> _What is needed_
Each line from the one with "For every instance of the white" to the final line of the data must be reproduced exactly, and no other line may appear.

> _Data section_
========
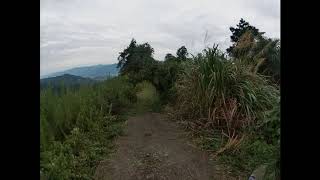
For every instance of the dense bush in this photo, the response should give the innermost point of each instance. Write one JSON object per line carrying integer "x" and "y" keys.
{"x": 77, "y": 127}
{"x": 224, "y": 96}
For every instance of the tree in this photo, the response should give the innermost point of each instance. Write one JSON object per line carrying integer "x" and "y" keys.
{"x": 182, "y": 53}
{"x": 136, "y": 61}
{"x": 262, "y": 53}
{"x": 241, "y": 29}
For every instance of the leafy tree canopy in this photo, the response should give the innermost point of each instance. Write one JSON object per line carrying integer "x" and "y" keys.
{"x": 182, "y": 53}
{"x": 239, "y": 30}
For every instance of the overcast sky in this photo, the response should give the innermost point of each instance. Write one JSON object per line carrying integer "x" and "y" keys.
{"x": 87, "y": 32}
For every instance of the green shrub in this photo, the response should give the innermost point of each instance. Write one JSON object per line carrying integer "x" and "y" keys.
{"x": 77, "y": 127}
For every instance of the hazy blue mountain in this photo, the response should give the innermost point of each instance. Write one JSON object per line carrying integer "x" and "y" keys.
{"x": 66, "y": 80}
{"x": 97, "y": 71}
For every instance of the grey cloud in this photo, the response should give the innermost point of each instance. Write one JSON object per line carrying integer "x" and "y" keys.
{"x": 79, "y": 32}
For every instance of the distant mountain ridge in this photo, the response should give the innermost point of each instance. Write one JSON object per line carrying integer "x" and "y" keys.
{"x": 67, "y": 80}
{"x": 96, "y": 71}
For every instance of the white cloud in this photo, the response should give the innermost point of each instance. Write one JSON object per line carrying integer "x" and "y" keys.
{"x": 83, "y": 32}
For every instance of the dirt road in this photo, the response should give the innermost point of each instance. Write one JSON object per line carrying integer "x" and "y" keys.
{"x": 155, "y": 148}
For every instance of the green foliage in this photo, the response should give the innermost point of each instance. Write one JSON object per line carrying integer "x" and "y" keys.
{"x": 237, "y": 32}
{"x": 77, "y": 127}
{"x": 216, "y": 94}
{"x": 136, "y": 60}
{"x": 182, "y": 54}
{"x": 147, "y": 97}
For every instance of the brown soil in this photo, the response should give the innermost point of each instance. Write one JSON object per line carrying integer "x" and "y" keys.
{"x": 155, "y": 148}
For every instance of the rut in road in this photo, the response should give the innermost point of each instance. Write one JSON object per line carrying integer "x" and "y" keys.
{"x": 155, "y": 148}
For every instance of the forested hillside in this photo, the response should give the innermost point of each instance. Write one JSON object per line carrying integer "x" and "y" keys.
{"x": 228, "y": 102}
========
> _Solved exercise_
For every instance of the white cloud in this photo, the response should give the innermost point of each instance. Write one JSON object per line carrying integer "x" and "y" keys.
{"x": 83, "y": 32}
For every instance of the dirt road in this photo, the response should give the innermost point of each instance. Write one JSON object per line carrying integer "x" and "y" keys.
{"x": 155, "y": 148}
For every instance of the green foliage in this photo, the response should give the innermost point of each instance. Write one JSON object per line carrying integer "x" and "y" keys.
{"x": 237, "y": 32}
{"x": 77, "y": 127}
{"x": 216, "y": 94}
{"x": 136, "y": 60}
{"x": 182, "y": 54}
{"x": 147, "y": 97}
For every instance of the brown soil in this photo, the response should give the innermost point of each instance. Write one JSON object per line carrying integer "x" and "y" keys.
{"x": 155, "y": 148}
For every instance of the rut in road in this photo, the response should give the innermost point of each instance. Write one JSON object per line carrying integer "x" and "y" keys.
{"x": 155, "y": 148}
For every instance of the forested hillside in this photo, the response should give the innermost point of each instance. Write one JSON object per line carrying integer "x" and "y" keys.
{"x": 228, "y": 102}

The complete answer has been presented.